• _QUOTED PASSAGE_:
King's Academy (Arabic Translation: "كينغز أكاديمي") is an independent, co-educational boarding and day school for students in grades 7 to 12 in Madaba-Manja, Jordan. It is named in honor of King Abdullah II of Jordan and seeks to fulfill His Majesty's vision of producing "a new generation of enlightened and creative minds." King Abdullah attended high school at Deerfield Academy in the United States as there was no school of comparable standing in Jordan when he was a boy, but his son Crown Prince Hussein enrolled in the new school's second incoming class (2008). The school's first headmaster, Dr. Eric Widmer, was a past headmaster of Deerfield.

The primary language of instruction at King's Academy is English. Both Arabic-speaking and non-Arabic-speaking students are required to study Arabic. The academy is a member of the G30 Schools group.

Location and campus
The King's Academy campus was designed by an Egyptian architect and Director of the Prince's School of Traditional Arts in London Khaled Azzam. The campus and buildings are constructed on a 575-dunum (144-acre) site and comprise some 35 major buildings.

Athletic facilities
The athletic facilities include a semi-Olympic swimming pool, tennis court, squash court, handball and basketball courts, and cardio and weight training facilities. There is also an outdoor sports stadium that includes a full-size football field, two additional football fields, and a track.

King Abdullah II Spiritual Center
The King Abdullah II Spiritual Center is a multi-faith spiritual center that is available for use to all members of the school community, regardless of their faith. Both the indoor prayer room and the open-air courtyard are available for use at all times by students, faculty, staff and campus visitors.

The Abdul Majeed Shoman Auditorium
The Abdul Majeed Shoman Auditorium holds 700 people and is the location of both school and community events including concerts, student recitals, plays and dance performances. Students and faculty members gather here for weekly school meetings.

The Sheikh Jabir Al-Ahmad Al-Sabah Building
The building has a total area of 2,200 square meters and houses the Middle School, the Office of the Headmaster, and the Office of Admissions.
The Middle School comprises 10 classrooms, two fully equipped science labs, an art wing, a study lounge and a large multipurpose room, in addition to the dean's office and the school counselor's office. The building is fully accessible with an elevator and additional ramps.

• _STATED EXERCISE A_: Alter the King's Academy text starting at "The Sheikh Jabir" and ending at "Office of Admissions.", putting "Admissions Office" in place of "Office of Admissions".
• _STATED EXERCISE B_: According to the King's Academy text, how many people does the Abdul Majeed Shoman Auditorium hold?

• _PROVIDED DATA_:

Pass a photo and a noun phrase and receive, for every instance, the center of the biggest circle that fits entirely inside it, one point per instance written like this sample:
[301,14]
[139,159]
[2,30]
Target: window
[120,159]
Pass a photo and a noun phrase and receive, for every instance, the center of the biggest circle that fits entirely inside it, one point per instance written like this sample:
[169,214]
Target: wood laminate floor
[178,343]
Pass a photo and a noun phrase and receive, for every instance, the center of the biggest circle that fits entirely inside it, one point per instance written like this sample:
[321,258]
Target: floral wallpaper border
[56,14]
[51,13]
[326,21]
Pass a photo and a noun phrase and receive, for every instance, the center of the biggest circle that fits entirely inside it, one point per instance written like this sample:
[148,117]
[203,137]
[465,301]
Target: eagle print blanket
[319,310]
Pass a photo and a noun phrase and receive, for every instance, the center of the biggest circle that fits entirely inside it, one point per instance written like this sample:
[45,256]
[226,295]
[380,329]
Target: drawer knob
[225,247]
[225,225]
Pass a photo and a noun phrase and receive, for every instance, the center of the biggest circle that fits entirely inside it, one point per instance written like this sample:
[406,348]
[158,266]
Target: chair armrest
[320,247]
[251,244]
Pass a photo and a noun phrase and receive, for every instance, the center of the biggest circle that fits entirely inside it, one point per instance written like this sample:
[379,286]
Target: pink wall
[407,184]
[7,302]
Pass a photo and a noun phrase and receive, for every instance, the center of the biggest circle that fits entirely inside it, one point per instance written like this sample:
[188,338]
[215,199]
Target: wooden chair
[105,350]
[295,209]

• _CORRECT OUTPUT A_:
The Sheikh Jabir Al-Ahmad Al-Sabah Building
The building has a total area of 2,200 square meters and houses the Middle School, the Office of the Headmaster, and the Admissions Office.

• _CORRECT OUTPUT B_: 700 people